- _Job_: Lay out each line of the data below as a numbered list, omitting any blank lines.

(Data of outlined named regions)
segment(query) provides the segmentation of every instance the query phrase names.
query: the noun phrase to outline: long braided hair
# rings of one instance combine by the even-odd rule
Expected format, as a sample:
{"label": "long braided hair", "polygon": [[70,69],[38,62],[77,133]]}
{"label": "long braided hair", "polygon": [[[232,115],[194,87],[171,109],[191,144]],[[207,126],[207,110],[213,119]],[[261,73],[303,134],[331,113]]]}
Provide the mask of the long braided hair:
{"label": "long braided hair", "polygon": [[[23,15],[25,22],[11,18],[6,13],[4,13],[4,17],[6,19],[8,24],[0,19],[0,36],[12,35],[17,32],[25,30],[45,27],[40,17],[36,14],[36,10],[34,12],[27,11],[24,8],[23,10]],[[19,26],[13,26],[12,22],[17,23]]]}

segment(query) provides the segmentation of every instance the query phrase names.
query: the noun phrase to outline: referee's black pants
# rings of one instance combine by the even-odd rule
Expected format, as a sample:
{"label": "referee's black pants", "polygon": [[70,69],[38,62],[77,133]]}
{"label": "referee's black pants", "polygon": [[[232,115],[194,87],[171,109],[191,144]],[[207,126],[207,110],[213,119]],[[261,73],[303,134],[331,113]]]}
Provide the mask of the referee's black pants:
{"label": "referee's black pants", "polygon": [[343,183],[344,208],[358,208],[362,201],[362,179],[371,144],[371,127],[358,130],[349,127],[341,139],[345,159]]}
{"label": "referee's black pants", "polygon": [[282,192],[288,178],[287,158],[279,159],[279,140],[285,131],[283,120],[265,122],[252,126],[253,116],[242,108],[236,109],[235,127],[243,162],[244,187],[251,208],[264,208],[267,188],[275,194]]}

- _Full solution_:
1. segment(query) provides the segmentation of every instance the query phrase names.
2. query: the noun phrase to outline: long braided hair
3. # rings of one instance combine by the even-odd rule
4. Expected format, as a sample:
5. {"label": "long braided hair", "polygon": [[70,69],[38,62],[77,133]]}
6. {"label": "long braided hair", "polygon": [[[232,115],[194,87],[171,109],[191,144]],[[207,126],[207,110],[213,119]],[[261,73],[303,134],[331,113]]]}
7. Provide the mask of the long braided hair:
8. {"label": "long braided hair", "polygon": [[[23,15],[25,22],[11,18],[6,13],[4,13],[4,17],[6,19],[8,24],[0,19],[0,36],[12,35],[17,32],[25,30],[45,27],[40,17],[36,14],[36,10],[34,12],[27,11],[24,8],[23,10]],[[19,26],[13,26],[12,22],[17,23]]]}
9. segment(query) provides the segmentation of every instance the query phrase names.
10. query: the noun phrase to outline: referee's black pants
11. # rings of one instance combine by the even-odd rule
12. Expected format, as a sample:
13. {"label": "referee's black pants", "polygon": [[70,69],[38,62],[77,133]]}
14. {"label": "referee's black pants", "polygon": [[[232,115],[194,87],[171,109],[191,144]],[[207,126],[207,110],[213,119]],[[261,73],[303,134],[331,113]]]}
15. Provide the mask of the referee's black pants:
16. {"label": "referee's black pants", "polygon": [[343,183],[344,208],[358,208],[362,201],[362,179],[371,144],[371,127],[358,130],[349,127],[341,139],[345,159]]}
17. {"label": "referee's black pants", "polygon": [[282,192],[288,178],[287,158],[279,159],[279,140],[285,131],[283,120],[265,122],[252,126],[253,116],[242,108],[236,109],[235,127],[243,162],[244,187],[251,208],[264,208],[267,188],[275,194]]}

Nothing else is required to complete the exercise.